Material provided:
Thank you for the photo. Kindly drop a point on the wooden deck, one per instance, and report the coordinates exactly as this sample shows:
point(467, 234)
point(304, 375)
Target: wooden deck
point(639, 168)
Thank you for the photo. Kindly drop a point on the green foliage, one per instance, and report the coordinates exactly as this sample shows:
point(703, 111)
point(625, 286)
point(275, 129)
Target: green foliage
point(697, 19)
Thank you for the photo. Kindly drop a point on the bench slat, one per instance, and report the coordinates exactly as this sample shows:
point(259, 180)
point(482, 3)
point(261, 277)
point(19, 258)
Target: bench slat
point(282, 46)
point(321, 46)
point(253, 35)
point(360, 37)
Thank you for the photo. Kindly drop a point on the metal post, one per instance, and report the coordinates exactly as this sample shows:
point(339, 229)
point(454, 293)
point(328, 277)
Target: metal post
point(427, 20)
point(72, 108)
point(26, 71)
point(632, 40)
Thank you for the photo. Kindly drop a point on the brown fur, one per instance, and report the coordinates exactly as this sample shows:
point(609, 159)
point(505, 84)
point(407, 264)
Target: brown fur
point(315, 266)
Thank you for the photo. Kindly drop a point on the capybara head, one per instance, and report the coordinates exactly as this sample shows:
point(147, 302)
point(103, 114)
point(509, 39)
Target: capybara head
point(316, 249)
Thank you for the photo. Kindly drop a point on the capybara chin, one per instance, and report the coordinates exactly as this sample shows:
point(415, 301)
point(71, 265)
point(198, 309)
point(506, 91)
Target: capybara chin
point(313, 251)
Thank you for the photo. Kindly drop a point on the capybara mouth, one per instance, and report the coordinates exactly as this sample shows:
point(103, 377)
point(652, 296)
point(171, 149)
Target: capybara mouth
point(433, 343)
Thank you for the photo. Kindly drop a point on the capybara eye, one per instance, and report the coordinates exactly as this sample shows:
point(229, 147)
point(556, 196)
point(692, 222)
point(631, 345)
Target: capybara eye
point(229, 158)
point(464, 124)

Written exercise: Reproduce the lines of the listing from the one containing "capybara eye, one" through the end of the listing, inclusive, requests included. Scale every answer coordinate by 2.3 and round to whole numbers, with halves rounded up, but leave the sample points in the requests unchanged.

Complete answer:
Thank you for the photo. Kindly drop a point on the capybara eye, one per instance, and report the coordinates exactly as this sample shows:
point(229, 147)
point(556, 196)
point(692, 222)
point(631, 345)
Target: capybara eye
point(527, 363)
point(1067, 285)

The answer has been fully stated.